──────── EXTRACTED MATERIAL ────────

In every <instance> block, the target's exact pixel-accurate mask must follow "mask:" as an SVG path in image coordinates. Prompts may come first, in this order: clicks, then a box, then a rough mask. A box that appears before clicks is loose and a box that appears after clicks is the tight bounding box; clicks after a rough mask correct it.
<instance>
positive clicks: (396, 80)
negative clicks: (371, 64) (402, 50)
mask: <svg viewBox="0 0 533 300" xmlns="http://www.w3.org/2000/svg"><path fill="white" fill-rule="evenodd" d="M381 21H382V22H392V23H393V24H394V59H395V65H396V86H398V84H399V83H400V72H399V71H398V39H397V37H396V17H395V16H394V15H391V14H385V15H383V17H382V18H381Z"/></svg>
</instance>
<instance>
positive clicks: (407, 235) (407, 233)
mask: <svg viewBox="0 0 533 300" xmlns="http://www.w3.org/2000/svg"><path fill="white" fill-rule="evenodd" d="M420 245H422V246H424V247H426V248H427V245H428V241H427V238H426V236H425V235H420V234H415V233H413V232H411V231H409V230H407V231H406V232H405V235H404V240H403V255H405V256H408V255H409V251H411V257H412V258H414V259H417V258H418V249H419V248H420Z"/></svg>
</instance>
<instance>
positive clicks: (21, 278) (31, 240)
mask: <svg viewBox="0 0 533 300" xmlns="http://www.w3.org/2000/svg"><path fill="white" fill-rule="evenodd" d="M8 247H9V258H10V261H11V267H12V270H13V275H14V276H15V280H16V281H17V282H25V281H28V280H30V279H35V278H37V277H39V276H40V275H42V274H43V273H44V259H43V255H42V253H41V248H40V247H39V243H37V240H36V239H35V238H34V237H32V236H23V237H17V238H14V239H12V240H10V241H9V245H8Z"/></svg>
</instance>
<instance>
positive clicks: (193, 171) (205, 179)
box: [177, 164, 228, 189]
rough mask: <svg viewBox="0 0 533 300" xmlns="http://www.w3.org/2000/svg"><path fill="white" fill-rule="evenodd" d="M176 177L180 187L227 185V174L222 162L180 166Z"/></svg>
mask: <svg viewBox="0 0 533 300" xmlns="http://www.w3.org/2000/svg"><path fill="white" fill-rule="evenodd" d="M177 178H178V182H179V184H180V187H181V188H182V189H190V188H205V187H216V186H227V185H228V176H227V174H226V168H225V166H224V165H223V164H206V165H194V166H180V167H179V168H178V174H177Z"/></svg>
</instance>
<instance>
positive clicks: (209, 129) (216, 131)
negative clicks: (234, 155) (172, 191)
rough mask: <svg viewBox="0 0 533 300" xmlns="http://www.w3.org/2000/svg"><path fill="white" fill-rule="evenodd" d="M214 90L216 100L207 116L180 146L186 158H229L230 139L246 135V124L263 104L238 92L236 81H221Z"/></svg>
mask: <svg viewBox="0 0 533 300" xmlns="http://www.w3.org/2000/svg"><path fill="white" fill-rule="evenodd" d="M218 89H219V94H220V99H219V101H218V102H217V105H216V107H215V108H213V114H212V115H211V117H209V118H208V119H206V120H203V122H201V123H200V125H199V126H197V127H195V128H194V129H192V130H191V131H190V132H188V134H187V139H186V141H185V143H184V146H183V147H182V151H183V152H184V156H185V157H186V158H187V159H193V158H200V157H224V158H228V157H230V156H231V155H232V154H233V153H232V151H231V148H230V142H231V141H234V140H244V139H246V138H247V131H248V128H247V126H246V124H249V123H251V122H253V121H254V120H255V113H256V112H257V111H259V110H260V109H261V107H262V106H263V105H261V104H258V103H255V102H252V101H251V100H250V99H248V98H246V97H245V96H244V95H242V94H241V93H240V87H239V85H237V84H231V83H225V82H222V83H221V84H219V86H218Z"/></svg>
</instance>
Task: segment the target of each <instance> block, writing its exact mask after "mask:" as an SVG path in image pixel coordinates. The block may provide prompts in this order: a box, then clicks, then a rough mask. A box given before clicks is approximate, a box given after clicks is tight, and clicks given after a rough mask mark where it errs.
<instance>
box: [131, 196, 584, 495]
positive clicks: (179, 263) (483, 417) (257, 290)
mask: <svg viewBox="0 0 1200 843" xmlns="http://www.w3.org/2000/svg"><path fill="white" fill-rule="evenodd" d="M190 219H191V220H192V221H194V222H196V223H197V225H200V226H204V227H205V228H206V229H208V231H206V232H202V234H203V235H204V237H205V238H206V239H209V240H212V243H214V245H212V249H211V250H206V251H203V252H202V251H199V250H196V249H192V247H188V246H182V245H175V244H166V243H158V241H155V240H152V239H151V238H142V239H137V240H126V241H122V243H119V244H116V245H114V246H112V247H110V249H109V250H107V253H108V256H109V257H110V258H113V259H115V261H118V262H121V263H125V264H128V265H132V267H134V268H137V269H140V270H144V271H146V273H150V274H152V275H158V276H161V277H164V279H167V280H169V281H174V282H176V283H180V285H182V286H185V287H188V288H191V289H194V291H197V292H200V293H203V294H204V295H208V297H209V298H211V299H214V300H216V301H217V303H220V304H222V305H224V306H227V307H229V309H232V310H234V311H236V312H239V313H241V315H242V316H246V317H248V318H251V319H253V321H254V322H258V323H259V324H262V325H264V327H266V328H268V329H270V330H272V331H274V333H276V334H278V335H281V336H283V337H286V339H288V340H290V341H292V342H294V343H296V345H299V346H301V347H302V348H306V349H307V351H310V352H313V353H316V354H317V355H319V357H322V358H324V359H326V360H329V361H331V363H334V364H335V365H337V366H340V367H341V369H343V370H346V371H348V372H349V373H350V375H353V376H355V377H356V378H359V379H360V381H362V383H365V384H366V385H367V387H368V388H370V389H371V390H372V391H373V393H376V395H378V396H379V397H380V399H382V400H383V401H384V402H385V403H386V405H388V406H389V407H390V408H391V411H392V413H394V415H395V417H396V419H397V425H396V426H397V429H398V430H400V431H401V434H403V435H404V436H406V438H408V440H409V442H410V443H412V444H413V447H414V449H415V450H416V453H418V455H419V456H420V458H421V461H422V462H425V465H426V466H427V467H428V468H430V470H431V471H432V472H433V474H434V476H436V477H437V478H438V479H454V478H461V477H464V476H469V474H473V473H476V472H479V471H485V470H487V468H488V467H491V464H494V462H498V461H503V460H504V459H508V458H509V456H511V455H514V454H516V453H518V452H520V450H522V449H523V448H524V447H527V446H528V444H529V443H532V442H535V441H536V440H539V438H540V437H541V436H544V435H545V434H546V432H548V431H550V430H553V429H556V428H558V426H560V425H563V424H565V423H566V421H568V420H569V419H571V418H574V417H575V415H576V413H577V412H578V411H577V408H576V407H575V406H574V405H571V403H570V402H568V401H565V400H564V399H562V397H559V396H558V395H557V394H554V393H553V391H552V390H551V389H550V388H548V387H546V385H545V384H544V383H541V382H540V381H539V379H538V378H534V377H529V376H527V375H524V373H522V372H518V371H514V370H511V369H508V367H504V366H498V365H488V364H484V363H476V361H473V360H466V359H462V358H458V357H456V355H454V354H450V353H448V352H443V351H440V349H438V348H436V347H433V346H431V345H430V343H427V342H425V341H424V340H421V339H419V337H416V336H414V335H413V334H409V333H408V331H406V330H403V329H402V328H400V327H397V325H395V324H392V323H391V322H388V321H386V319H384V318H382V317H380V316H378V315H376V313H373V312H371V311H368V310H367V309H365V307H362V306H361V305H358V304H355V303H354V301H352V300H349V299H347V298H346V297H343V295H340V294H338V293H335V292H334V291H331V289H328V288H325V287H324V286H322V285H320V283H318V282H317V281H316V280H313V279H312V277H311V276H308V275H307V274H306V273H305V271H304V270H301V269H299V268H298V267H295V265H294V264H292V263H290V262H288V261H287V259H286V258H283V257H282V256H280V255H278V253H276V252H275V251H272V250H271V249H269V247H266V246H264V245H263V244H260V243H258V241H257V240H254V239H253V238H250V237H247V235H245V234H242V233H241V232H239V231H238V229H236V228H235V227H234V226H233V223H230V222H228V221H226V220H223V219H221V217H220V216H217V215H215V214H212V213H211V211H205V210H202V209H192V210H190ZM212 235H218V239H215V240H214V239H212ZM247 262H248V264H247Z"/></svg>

────────

*TASK BRIEF*
Would you return each line of the material above, unchanged, from the first one through the line where "box: [177, 164, 228, 189]" appears?

*ANSWER TO THE PROBLEM*
In every <instance> block, the target's exact pixel-accurate mask must follow "mask:" as an SVG path in image coordinates. Prompts may come first, in this order: clicks, then a box, then a rough mask. A box that appears before clicks is loose and a box that appears after clicks is the tight bounding box; clicks after a rough mask correct it.
<instance>
positive clicks: (396, 80)
negative clicks: (371, 64) (402, 50)
mask: <svg viewBox="0 0 533 300" xmlns="http://www.w3.org/2000/svg"><path fill="white" fill-rule="evenodd" d="M381 21H382V22H392V23H393V24H394V59H395V65H396V86H398V84H399V83H400V72H399V71H398V39H397V37H396V17H395V16H394V15H391V14H385V15H383V17H382V18H381Z"/></svg>
</instance>
<instance>
positive clicks: (407, 235) (407, 233)
mask: <svg viewBox="0 0 533 300" xmlns="http://www.w3.org/2000/svg"><path fill="white" fill-rule="evenodd" d="M420 245H422V246H424V247H426V248H427V245H428V241H427V238H426V236H425V235H420V234H415V233H413V232H411V231H409V230H407V231H406V232H405V235H404V240H403V255H405V256H408V255H409V251H411V257H412V258H414V259H417V258H418V249H419V248H420Z"/></svg>
</instance>
<instance>
positive clicks: (21, 278) (31, 240)
mask: <svg viewBox="0 0 533 300" xmlns="http://www.w3.org/2000/svg"><path fill="white" fill-rule="evenodd" d="M8 247H9V258H10V261H11V267H12V270H13V275H14V276H15V280H16V281H17V282H25V281H28V280H30V279H35V278H37V277H39V276H40V275H42V274H43V273H44V259H43V255H42V253H41V248H40V247H39V243H37V240H36V239H35V238H34V237H32V236H23V237H17V238H14V239H12V240H10V241H9V245H8Z"/></svg>
</instance>
<instance>
positive clicks: (193, 171) (205, 179)
box: [177, 164, 228, 189]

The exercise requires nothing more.